OBJECTIVE:
Put the lines of the items below, from the line with "Segment hillside vegetation" up to and including the final line, into a JSON list of strings, one string per line, with blank lines omitted. Leave the pictures out of the list.
-- start --
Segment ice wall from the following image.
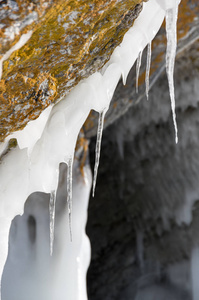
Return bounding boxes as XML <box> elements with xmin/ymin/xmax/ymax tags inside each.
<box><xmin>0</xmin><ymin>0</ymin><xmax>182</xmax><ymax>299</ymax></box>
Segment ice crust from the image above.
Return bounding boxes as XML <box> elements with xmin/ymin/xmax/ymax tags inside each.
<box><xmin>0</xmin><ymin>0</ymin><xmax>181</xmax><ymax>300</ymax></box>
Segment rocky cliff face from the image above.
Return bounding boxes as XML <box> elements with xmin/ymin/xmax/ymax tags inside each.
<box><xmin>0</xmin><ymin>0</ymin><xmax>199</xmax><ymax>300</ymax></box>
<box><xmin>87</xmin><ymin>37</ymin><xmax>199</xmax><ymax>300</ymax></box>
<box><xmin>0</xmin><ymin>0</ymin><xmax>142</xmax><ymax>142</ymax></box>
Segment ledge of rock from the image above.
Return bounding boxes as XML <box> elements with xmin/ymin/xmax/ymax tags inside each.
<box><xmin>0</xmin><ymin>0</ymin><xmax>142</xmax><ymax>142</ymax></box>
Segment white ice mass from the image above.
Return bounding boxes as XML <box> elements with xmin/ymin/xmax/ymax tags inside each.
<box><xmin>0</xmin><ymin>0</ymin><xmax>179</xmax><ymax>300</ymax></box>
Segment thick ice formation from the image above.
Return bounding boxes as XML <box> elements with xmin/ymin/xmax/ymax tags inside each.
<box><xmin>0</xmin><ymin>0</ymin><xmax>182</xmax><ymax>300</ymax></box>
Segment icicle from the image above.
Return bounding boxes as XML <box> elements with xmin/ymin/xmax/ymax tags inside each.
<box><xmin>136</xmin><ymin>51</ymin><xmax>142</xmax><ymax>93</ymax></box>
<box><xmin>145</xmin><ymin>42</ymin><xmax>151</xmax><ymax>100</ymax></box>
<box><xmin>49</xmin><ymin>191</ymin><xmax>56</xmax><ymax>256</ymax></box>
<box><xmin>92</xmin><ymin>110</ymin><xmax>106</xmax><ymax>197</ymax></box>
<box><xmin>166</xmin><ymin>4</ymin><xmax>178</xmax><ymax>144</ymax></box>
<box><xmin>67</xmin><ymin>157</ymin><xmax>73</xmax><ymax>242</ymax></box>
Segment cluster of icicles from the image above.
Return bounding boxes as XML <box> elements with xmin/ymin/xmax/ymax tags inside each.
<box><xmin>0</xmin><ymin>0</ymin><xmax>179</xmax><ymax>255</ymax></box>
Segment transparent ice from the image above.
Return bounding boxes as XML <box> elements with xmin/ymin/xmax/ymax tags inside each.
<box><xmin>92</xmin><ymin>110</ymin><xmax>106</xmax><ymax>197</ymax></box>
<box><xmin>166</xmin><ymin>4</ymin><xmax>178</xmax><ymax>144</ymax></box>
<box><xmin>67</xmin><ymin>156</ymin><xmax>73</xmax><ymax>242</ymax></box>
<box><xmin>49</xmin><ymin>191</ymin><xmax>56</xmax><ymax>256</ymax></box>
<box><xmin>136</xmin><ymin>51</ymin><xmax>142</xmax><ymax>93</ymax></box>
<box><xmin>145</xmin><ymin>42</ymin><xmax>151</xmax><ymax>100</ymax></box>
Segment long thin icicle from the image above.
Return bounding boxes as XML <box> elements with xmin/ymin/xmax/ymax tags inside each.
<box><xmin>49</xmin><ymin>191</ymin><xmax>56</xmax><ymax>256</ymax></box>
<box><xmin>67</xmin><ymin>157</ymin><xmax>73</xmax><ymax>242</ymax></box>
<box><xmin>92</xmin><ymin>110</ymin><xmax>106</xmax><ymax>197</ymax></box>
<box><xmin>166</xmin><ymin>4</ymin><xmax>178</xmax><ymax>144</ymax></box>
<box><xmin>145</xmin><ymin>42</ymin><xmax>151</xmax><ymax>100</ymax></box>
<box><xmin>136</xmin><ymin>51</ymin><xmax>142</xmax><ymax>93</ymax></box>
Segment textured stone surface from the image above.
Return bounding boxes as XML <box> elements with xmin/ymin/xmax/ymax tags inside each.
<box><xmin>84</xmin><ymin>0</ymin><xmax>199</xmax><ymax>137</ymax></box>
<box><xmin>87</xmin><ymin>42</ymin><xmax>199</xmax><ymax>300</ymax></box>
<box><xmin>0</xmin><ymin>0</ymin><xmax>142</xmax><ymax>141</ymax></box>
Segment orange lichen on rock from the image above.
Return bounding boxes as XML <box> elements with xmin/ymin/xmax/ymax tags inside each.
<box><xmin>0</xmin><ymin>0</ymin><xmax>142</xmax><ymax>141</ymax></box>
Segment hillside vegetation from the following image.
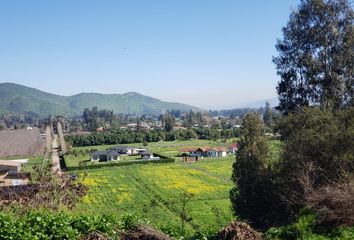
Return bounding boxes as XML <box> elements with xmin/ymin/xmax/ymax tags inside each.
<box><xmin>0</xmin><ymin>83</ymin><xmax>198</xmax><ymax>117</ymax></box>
-- end --
IN RESPONSE:
[
  "Segment hillside vegetation from the following image.",
  "Return bounding boxes as XML <box> elements with xmin/ymin/xmax/ymax tags inside each.",
  "<box><xmin>0</xmin><ymin>83</ymin><xmax>198</xmax><ymax>117</ymax></box>"
]